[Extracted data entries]
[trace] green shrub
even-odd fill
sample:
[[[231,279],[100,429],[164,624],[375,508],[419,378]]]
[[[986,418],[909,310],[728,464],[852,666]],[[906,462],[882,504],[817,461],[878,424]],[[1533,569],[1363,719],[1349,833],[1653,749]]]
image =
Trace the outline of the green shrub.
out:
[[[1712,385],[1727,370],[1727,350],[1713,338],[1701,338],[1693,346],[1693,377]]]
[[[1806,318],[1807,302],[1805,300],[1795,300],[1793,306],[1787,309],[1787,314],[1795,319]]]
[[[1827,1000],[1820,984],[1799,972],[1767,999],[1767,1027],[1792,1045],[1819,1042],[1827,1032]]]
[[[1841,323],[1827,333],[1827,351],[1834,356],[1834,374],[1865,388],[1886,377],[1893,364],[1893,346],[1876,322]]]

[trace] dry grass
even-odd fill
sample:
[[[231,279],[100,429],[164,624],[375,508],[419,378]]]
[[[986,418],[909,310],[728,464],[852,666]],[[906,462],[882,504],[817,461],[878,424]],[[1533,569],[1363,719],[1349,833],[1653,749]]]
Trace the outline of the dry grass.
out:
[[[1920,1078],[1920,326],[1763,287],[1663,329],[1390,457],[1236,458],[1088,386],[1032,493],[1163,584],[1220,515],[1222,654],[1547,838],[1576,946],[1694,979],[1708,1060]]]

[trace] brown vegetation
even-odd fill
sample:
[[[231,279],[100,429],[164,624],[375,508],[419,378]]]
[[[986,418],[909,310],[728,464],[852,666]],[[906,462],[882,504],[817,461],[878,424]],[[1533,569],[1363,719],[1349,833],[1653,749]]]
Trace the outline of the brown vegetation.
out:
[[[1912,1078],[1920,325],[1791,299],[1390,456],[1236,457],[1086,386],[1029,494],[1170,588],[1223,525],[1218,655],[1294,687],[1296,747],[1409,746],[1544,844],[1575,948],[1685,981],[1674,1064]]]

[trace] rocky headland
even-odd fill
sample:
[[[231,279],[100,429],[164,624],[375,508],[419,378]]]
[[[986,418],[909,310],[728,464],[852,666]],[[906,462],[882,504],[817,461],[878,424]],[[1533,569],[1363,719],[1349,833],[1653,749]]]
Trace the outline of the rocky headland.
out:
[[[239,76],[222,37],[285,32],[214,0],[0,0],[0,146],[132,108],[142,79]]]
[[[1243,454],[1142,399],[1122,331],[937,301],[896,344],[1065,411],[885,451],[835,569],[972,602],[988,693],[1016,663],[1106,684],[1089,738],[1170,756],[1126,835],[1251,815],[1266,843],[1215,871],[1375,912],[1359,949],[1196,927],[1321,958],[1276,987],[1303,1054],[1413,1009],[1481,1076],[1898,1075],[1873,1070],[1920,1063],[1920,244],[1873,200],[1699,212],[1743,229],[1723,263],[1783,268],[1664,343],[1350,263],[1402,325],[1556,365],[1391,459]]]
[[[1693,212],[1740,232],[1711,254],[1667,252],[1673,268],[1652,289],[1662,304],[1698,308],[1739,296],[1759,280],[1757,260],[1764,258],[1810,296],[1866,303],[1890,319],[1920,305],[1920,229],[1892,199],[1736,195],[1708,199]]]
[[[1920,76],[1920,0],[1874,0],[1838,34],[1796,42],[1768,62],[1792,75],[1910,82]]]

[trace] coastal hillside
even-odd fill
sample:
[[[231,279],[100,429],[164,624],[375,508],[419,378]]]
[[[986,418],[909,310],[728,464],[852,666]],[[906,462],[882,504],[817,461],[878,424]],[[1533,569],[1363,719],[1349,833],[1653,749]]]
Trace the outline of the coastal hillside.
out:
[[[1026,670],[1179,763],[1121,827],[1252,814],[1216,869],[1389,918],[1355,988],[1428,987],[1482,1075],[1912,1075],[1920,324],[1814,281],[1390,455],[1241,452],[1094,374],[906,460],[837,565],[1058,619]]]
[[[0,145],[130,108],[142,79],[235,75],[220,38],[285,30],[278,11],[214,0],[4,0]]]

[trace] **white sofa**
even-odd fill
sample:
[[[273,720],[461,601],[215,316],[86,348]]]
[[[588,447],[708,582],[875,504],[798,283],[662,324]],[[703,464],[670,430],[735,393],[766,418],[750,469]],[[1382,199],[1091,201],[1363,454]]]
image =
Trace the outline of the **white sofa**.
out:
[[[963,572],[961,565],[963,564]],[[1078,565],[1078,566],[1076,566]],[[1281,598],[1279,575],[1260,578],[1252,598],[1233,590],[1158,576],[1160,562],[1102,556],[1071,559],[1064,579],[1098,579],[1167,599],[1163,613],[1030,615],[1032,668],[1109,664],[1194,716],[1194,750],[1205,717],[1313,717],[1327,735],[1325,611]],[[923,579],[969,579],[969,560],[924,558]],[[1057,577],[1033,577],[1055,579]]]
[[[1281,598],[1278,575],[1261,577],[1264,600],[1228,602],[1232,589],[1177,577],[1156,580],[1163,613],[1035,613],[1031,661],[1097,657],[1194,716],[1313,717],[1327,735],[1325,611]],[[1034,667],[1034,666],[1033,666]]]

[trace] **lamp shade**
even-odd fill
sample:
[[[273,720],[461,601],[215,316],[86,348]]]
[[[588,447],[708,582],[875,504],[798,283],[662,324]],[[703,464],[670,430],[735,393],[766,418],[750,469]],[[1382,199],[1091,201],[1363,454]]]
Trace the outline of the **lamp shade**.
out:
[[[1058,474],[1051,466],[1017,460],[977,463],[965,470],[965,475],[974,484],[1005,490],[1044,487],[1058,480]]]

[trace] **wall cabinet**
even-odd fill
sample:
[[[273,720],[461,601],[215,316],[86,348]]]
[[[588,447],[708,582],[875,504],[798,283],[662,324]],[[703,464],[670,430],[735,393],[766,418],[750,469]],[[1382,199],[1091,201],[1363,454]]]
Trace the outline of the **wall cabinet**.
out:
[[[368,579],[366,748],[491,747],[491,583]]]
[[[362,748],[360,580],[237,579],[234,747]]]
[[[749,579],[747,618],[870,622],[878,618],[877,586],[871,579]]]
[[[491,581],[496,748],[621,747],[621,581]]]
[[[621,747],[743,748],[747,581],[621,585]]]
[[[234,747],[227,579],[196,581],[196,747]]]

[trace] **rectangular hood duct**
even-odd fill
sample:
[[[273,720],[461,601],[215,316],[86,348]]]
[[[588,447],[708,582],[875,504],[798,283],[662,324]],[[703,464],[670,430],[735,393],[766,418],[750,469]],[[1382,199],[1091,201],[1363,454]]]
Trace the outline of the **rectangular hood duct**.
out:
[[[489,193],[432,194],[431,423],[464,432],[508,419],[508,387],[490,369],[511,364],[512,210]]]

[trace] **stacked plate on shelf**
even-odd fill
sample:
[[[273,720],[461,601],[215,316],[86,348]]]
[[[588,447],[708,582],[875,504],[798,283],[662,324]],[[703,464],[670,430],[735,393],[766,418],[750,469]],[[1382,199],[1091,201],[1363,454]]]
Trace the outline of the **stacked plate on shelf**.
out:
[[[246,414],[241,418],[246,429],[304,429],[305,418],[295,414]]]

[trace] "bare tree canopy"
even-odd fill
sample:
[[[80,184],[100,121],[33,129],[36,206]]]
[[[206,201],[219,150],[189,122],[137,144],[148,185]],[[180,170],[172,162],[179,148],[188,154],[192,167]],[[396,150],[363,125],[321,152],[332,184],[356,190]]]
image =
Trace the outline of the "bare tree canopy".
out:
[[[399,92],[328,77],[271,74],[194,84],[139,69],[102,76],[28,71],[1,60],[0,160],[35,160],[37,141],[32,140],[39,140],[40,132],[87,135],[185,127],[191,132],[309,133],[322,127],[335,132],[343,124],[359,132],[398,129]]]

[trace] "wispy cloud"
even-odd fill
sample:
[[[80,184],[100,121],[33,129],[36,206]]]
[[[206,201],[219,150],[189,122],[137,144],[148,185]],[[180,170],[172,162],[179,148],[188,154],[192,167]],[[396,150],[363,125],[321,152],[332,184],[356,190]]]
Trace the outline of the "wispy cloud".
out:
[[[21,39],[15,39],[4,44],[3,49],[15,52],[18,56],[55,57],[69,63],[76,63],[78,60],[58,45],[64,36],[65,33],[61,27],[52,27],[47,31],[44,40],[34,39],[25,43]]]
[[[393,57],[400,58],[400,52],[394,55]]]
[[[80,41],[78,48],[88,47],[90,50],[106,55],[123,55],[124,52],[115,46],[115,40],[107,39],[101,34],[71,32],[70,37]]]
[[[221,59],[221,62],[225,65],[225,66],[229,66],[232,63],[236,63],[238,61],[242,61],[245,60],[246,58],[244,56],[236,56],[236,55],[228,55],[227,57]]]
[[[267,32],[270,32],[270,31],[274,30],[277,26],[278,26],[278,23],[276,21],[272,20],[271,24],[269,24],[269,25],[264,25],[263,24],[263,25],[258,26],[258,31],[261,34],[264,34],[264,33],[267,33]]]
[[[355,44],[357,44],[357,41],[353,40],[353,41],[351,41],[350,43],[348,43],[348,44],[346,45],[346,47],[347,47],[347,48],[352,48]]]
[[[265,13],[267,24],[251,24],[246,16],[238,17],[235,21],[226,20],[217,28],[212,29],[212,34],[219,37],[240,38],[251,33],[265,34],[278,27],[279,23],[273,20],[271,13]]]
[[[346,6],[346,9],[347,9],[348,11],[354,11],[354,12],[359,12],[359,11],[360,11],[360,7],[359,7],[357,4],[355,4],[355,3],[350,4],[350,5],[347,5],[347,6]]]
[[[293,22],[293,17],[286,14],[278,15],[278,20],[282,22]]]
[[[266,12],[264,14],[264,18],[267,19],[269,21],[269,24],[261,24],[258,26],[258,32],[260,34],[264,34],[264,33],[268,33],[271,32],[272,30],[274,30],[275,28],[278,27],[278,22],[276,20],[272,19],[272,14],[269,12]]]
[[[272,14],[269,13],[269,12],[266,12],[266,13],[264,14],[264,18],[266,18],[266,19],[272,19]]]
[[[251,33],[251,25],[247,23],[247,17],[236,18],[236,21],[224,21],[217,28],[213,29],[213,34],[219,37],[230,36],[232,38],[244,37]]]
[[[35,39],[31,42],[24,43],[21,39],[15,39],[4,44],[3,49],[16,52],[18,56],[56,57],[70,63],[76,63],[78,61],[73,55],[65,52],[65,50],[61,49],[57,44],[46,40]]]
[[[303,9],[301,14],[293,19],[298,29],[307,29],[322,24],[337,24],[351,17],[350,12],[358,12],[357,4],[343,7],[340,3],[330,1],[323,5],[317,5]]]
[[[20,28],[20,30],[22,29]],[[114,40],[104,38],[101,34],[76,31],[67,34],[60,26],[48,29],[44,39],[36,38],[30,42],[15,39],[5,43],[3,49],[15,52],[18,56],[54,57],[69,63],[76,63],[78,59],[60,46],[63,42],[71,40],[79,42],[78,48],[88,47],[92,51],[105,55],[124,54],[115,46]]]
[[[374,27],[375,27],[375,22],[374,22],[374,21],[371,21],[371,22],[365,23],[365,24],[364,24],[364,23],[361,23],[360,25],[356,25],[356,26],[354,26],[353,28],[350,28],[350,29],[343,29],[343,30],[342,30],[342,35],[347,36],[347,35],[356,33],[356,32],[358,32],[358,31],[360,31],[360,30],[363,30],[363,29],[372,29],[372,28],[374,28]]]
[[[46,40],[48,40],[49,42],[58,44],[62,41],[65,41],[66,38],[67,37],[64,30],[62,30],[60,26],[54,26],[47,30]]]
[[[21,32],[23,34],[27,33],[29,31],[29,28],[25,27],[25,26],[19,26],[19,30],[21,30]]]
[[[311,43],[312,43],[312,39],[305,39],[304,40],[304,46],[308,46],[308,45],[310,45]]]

#### Your instructions:
The lines needed are the ones from the first line of the entries through the line that contains "Trace the outline of the green shrub.", given again without any change.

#### Task output:
[trace] green shrub
even-odd fill
sample:
[[[231,279],[100,429],[164,624],[375,508],[419,378]]]
[[[986,418],[909,310],[728,464],[852,666]],[[906,462],[882,504],[817,461],[878,424]],[[1533,569],[1363,719],[1349,833],[1653,749]]]
image =
Trace the outline of the green shrub.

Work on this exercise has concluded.